Records annotated with coordinates:
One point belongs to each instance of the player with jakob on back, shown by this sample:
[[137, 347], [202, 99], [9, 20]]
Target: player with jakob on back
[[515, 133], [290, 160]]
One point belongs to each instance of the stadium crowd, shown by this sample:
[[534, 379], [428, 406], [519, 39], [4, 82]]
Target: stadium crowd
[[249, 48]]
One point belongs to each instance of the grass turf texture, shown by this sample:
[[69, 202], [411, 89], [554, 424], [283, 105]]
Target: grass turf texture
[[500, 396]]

• _Task brief_: Rescale the records above by reproducing all their lines, requests included, with every coordinate in the answers multiplied by 0.6 and rounded to the nearest whole number, halves rounding up. Leave the numbers in the requests and their format samples as they are.

• _Final result_:
One point belongs to each instance of the player with jakob on back, shown by this sample:
[[137, 347], [202, 99], [9, 20]]
Target: player with jakob on back
[[309, 80], [174, 96]]
One point belongs to each instance of the stadium crowd, shown by this sample:
[[534, 379], [428, 406], [519, 39], [4, 82]]
Target: stadium crowd
[[149, 29]]
One point belongs to each instance of the grass turf texture, shown by this sample:
[[69, 202], [411, 89], [554, 424], [283, 105]]
Target: grass turf texture
[[300, 238]]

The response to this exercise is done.